» **TASK INSTRUCTIONS**
Convert the data below into a JSON list of strings, one string per line, skipping any blank lines.

» **ROWS**

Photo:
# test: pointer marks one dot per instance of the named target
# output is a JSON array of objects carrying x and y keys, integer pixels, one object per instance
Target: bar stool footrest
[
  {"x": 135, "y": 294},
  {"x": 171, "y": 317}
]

» **RESPONSE**
[
  "Photo:",
  "# test: pointer marks one dot per instance of the named target",
  "# output is a JSON array of objects carrying x and y keys, integer pixels, one object per instance",
  "Target: bar stool footrest",
  "[",
  "  {\"x\": 135, \"y\": 294},",
  "  {\"x\": 171, \"y\": 317}",
  "]"
]